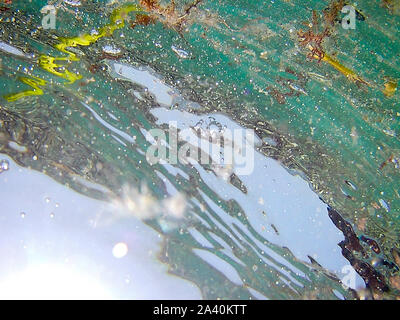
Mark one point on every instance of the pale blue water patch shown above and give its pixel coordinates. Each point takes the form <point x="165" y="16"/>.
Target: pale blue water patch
<point x="52" y="225"/>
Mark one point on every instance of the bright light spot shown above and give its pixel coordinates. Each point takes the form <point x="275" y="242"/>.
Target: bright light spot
<point x="120" y="250"/>
<point x="51" y="282"/>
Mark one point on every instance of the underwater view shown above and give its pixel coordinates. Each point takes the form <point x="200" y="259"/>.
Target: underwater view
<point x="200" y="149"/>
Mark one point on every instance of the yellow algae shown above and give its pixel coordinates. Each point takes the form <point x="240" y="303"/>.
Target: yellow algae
<point x="52" y="64"/>
<point x="33" y="82"/>
<point x="350" y="74"/>
<point x="390" y="88"/>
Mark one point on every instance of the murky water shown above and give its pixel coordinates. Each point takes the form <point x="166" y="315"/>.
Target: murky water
<point x="307" y="208"/>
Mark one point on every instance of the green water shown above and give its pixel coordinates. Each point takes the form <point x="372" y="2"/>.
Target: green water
<point x="340" y="135"/>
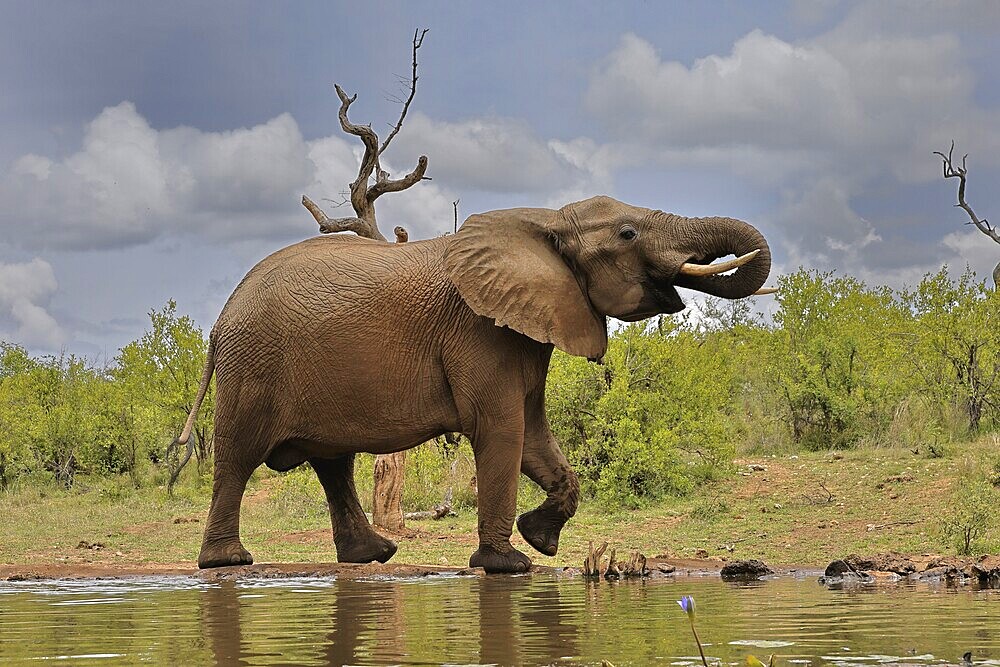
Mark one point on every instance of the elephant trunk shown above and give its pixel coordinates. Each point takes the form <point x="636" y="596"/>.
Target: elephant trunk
<point x="705" y="239"/>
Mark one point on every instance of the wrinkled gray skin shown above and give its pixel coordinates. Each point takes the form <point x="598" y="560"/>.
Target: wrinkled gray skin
<point x="339" y="345"/>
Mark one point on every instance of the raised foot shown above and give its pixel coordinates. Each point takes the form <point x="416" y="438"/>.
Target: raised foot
<point x="224" y="555"/>
<point x="541" y="529"/>
<point x="365" y="549"/>
<point x="496" y="562"/>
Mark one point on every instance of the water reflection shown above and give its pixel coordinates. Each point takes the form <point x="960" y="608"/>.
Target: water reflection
<point x="220" y="616"/>
<point x="488" y="620"/>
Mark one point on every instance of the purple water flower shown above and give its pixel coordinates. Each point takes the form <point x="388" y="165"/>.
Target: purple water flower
<point x="687" y="604"/>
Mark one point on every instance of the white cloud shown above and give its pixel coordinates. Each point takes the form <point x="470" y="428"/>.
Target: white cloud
<point x="25" y="289"/>
<point x="972" y="248"/>
<point x="499" y="155"/>
<point x="130" y="183"/>
<point x="821" y="122"/>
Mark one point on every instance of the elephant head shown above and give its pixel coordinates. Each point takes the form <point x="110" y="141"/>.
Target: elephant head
<point x="554" y="275"/>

....................

■ **Task directions**
Scale the items starting with the line containing "Mark one point on every instance of the elephant trunk" and going on through the end of the items by repeating all of those lines, requests included. Multiply every x and y coordinate in the answers by 1.05 and round to whole numbers with halves going up, leaving the requests and their sample points unchanged.

■ **Final result**
Mark one point on every instance of the elephant trunk shown above and give its pixel coordinates. Each point takes the form <point x="636" y="596"/>.
Target: elephant trunk
<point x="740" y="251"/>
Mark one point on every instance of the wrinkled gray skin shown above and give its pixel coordinates. Each point takes the form <point x="598" y="560"/>.
Target: wrinkled gray skin
<point x="356" y="362"/>
Mark one point on every instance of the raised foot shown above and give its pixel coordinates. Each point takes the form <point x="416" y="438"/>.
Target: raised foot
<point x="235" y="583"/>
<point x="568" y="555"/>
<point x="383" y="576"/>
<point x="521" y="590"/>
Mark one point on every instance of the water reflection shown above and give its pixel coordinates. Each point takes the form <point x="960" y="608"/>.
Target: water reflection
<point x="231" y="647"/>
<point x="512" y="651"/>
Mark one point on every instance of the purple water flower shown above and give its pixel coordinates. Each point takes the form <point x="388" y="165"/>.
Target: purple water flower
<point x="721" y="634"/>
Mark one point on every instance of the white cloud shown above and give its pixel coordinates. Each point takes the form <point x="470" y="428"/>.
Target: white cloud
<point x="26" y="303"/>
<point x="1021" y="260"/>
<point x="524" y="163"/>
<point x="137" y="192"/>
<point x="862" y="128"/>
Mark one point on every instance of the elephant head shown above and give its pixel coordinates. Each point takes the form <point x="110" y="141"/>.
Target: elephant head
<point x="582" y="289"/>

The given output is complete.